EXERCISE GOAL: Copy every entry as is. Leave images out.

DATASET ENTRIES:
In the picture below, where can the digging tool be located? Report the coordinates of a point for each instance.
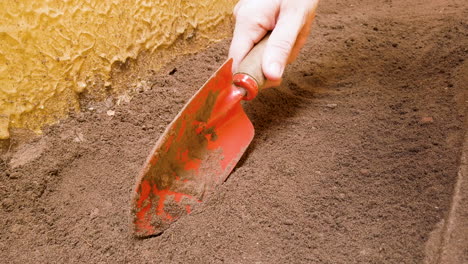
(199, 149)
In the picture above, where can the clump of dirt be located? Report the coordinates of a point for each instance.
(354, 158)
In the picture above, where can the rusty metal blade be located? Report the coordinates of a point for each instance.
(195, 154)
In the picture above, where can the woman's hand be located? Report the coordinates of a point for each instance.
(289, 21)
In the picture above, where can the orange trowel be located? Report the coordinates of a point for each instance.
(199, 149)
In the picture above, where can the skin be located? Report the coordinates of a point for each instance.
(289, 22)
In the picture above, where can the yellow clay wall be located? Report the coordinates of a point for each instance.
(52, 50)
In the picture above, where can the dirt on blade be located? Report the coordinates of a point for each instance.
(354, 159)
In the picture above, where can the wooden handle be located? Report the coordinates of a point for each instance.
(252, 63)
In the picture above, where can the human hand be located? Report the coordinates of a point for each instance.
(289, 21)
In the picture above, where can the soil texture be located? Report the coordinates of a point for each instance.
(354, 159)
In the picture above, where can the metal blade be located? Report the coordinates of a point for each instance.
(195, 154)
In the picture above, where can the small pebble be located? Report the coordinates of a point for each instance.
(364, 171)
(427, 120)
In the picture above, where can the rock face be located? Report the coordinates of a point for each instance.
(51, 51)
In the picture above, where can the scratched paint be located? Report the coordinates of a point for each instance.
(195, 154)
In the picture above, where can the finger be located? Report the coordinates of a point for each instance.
(245, 36)
(300, 41)
(280, 44)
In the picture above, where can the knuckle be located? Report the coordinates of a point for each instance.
(283, 47)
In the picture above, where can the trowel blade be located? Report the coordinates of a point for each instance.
(195, 154)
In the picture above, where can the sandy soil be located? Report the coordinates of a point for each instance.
(354, 158)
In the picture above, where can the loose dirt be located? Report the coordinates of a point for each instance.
(354, 159)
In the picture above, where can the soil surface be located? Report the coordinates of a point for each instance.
(354, 159)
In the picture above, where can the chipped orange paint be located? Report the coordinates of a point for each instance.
(196, 153)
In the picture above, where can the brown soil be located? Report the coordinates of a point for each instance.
(354, 159)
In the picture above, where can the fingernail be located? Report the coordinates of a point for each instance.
(276, 69)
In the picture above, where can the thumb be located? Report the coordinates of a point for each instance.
(280, 45)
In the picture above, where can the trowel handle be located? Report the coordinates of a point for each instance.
(249, 75)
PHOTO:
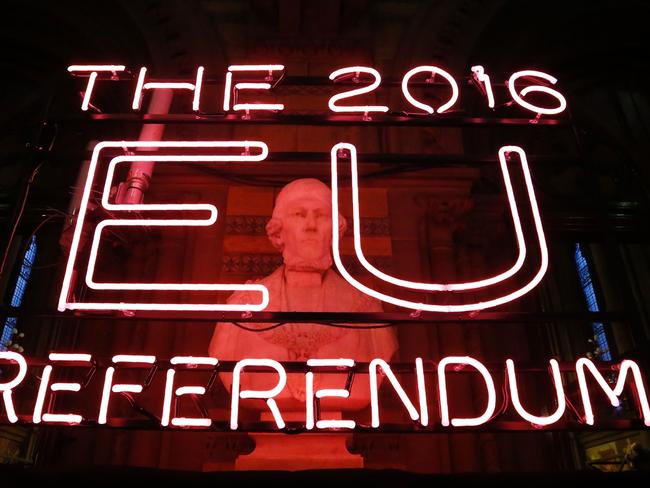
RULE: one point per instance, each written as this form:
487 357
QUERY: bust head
301 225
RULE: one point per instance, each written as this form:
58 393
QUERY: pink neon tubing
516 401
481 77
428 286
424 106
536 88
263 86
357 91
63 303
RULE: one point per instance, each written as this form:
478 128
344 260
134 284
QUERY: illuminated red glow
442 392
247 155
451 365
184 390
323 393
6 388
356 71
612 393
504 153
559 392
431 70
484 80
93 69
66 418
518 97
267 71
109 387
230 92
141 86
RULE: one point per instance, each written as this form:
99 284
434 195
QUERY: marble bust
301 229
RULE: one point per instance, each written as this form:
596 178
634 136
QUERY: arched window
19 291
592 303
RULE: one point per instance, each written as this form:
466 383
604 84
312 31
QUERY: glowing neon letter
432 70
442 385
194 87
119 388
559 392
356 71
536 88
509 274
67 418
484 84
185 390
245 146
612 394
375 364
93 69
6 388
229 91
340 393
268 394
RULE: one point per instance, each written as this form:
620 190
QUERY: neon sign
447 368
506 154
270 75
123 146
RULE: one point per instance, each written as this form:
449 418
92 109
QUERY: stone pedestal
289 452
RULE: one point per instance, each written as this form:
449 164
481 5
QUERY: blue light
19 291
592 303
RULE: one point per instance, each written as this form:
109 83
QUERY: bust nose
310 221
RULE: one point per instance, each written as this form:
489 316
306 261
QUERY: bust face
307 234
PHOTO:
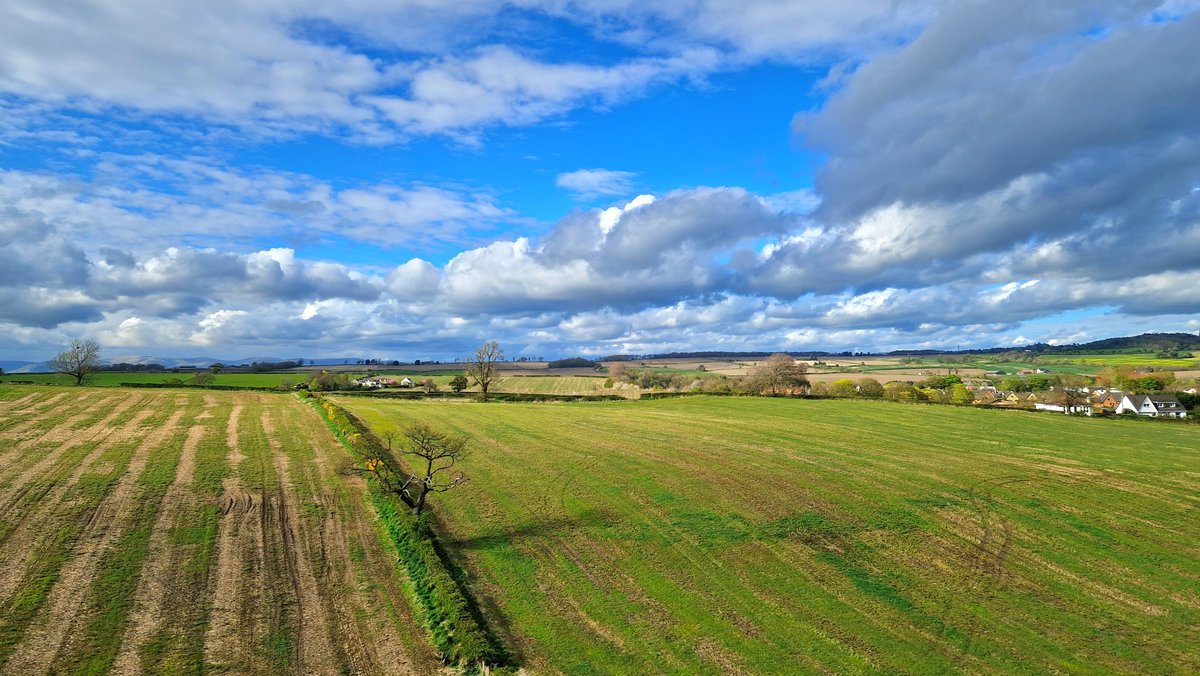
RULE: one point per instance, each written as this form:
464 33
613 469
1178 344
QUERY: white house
1152 406
1085 408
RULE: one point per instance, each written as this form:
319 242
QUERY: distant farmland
765 536
181 531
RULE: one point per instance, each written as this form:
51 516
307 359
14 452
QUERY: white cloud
589 184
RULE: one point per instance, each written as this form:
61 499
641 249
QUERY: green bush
455 626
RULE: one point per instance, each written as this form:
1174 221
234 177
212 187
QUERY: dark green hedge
456 630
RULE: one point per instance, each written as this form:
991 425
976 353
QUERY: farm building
1152 406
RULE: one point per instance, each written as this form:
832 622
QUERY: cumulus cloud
153 202
989 166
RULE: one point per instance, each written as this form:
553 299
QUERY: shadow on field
534 527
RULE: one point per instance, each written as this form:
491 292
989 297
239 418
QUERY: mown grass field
109 378
714 534
184 532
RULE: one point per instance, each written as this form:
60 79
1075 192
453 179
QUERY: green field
713 534
169 531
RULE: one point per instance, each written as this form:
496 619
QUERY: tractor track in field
159 590
229 642
43 639
316 651
21 545
299 580
21 436
995 542
69 438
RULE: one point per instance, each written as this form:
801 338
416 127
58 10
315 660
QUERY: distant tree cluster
571 363
779 374
78 360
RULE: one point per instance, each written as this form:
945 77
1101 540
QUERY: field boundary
456 627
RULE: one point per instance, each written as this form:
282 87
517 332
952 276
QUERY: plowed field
159 531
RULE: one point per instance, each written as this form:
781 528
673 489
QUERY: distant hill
1145 341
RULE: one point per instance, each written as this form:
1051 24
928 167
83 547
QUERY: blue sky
407 179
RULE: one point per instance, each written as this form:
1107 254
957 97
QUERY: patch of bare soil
21 401
21 546
160 588
67 440
316 653
357 594
233 636
47 634
41 411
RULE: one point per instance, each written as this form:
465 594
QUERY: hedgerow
457 632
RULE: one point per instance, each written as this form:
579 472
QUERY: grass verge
453 620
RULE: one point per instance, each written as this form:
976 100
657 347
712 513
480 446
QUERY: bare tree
78 360
435 453
779 374
481 366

RESPONSE TO THE EXERCISE:
In the picture below, where can the digging tool be located? Report the coordinates of a point for each instance.
(199, 149)
In the picture above, where can the clump of dirt be located? Report the coordinates of a point for each instance.
(354, 158)
In the picture above, where can the rusty metal blade be located? Report the coordinates of a point for each instance.
(195, 154)
In the picture above, where can the woman's hand be located? Report the coordinates of a point for each instance.
(289, 21)
In the picture above, where can the orange trowel be located? Report the coordinates of a point for each instance.
(199, 149)
In the picture above, where can the skin be located? Report the coordinates of a point for each instance.
(289, 22)
In the picture above, where can the yellow clay wall be located? Report the coordinates of a point for each instance.
(52, 50)
In the picture above, where can the dirt on blade be located? Report the coordinates of a point for each instance.
(354, 159)
In the picture above, where can the wooden handle be located? Report the coordinates of a point for each instance.
(252, 63)
In the picture above, where can the human hand be located? Report the coordinates of a point for each instance.
(289, 21)
In the picture above, where can the soil texture be located? Report the coordinates of a point for each instance.
(354, 159)
In the picture above, where can the metal blade be located? Report the coordinates of a point for each instance.
(195, 154)
In the picture above, where can the small pebble be located? Report the coordinates of a point for each instance.
(364, 171)
(427, 120)
In the picture above, where can the rock face be located? Report the coordinates of a point for each instance.
(51, 51)
In the picture above, where can the scratched paint be located? Report the coordinates of a point for each instance.
(195, 154)
In the picture above, where can the finger be located? Report the coordinates of a point for each instance.
(245, 36)
(300, 41)
(280, 44)
In the picture above, where can the knuckle be located? Report the coordinates of a point for each instance.
(283, 47)
In the picture above, where can the trowel blade be located? Report the coordinates of a point for each instance.
(195, 154)
In the picture above, where can the sandy soil be located? Report the coordinates of a point for each instance.
(354, 158)
In the picture above, where can the loose dirt be located? Report the coordinates of a point for each instance.
(354, 159)
In the picture above, where can the soil surface be located? Report the coordinates of a point for each instance.
(354, 159)
In the picture above, where can the chipped orange paint be located? Report the coordinates of a point for each instance.
(196, 153)
In the picture above, where can the brown soil be located? Report the coordinates of a point for each instance.
(354, 159)
In the picture above, where can the fingernail be located? Report the coordinates of a point for each instance.
(276, 69)
In the picture above, where can the thumb be located? Report the coordinates of a point for each instance.
(280, 45)
In the picture above, where can the trowel handle be located? Report the coordinates of a point for each instance.
(249, 75)
PHOTO:
RULE: one point per instance, each written as this form:
487 357
QUERY: bust head
301 225
RULE: one point per instance, each written as this form:
58 393
QUERY: pink neon tubing
516 401
481 77
428 286
424 106
536 88
263 86
357 91
63 303
RULE: one point per instance, each written as this form:
478 128
344 260
134 284
QUERY: illuminated red glow
442 392
247 155
451 365
184 390
323 393
6 388
356 71
612 393
504 153
559 392
431 70
484 80
93 69
66 418
518 97
267 71
109 387
230 92
141 86
RULE: one point per instance, each written as this form:
99 284
434 195
QUERY: marble bust
301 229
RULE: one point per instance, each written as this form:
596 178
634 136
QUERY: arched window
19 291
592 303
RULE: one point per instance, each written as this form:
466 383
604 84
312 31
QUERY: glowing neon letter
432 70
442 385
194 87
119 388
559 392
356 71
536 88
509 274
67 418
484 84
185 390
245 146
612 394
375 364
93 69
6 388
229 91
340 393
268 394
RULE: one point per instance, each written as this form:
620 190
QUERY: neon sign
447 368
506 154
270 75
123 146
RULE: one point per instance, each written as this form:
449 418
92 109
QUERY: stone pedestal
289 452
RULE: one point per instance, each written as this form:
449 164
481 5
QUERY: blue light
19 291
592 303
RULE: one point per instance, each written as this form:
109 83
QUERY: bust nose
310 221
RULE: one point per instance, each written as this form:
489 316
306 261
QUERY: bust face
307 234
PHOTO:
RULE: one point per instance, each written as this form:
464 33
613 469
1178 344
QUERY: white house
1152 406
1085 408
RULE: one point per instance, each written as this form:
319 242
QUERY: distant farmland
765 536
181 531
RULE: one point per instance, each written as this form:
51 516
307 359
14 452
QUERY: white cloud
589 184
RULE: one point per instance, each written as this form:
61 499
641 249
QUERY: green bush
455 626
RULE: one point per instance, each written as this form:
1174 221
234 177
212 187
QUERY: dark green hedge
456 630
RULE: one point per instance, each written as this form:
991 425
976 353
QUERY: farm building
1152 406
RULE: one point per instance, each written as this form:
832 622
QUERY: cumulus cloud
153 202
989 166
RULE: one point per instance, each written as this form:
553 299
QUERY: shadow on field
534 527
RULE: one point per instance, each written as this form:
491 292
989 297
239 418
QUERY: mown grass field
109 378
714 534
184 532
RULE: one point per instance, each written as this form:
60 79
1075 192
453 179
QUERY: green field
713 534
169 531
RULE: one point per instance, each written as this form:
496 619
QUERY: tractor track in field
159 590
229 642
43 639
316 651
21 545
299 580
21 436
995 542
69 438
RULE: one point per instance, each written as this form:
801 338
416 127
58 10
315 660
QUERY: distant tree cluster
571 363
779 374
78 360
RULE: one point per instance, each written as this form:
945 77
1101 540
QUERY: field boundary
456 627
RULE: one point per instance, each written as this form:
282 87
517 332
952 276
QUERY: plowed field
159 531
RULE: one point per instance, each written as this form:
781 528
673 489
QUERY: distant hill
1145 341
RULE: one point per instance, each written as this form:
1051 24
928 167
83 547
QUERY: blue sky
407 179
RULE: one point per instance, each written as this form:
1107 254
957 97
QUERY: patch of bare soil
21 401
21 546
160 588
67 440
316 653
357 594
233 636
47 634
41 411
RULE: one point per instance, each written as this form:
465 594
QUERY: hedgerow
457 632
RULE: one point per instance, each written as this form:
579 472
QUERY: grass verge
453 620
RULE: one point per instance, each written as this form:
976 100
657 347
712 513
480 446
QUERY: bare tree
78 360
435 453
779 374
481 366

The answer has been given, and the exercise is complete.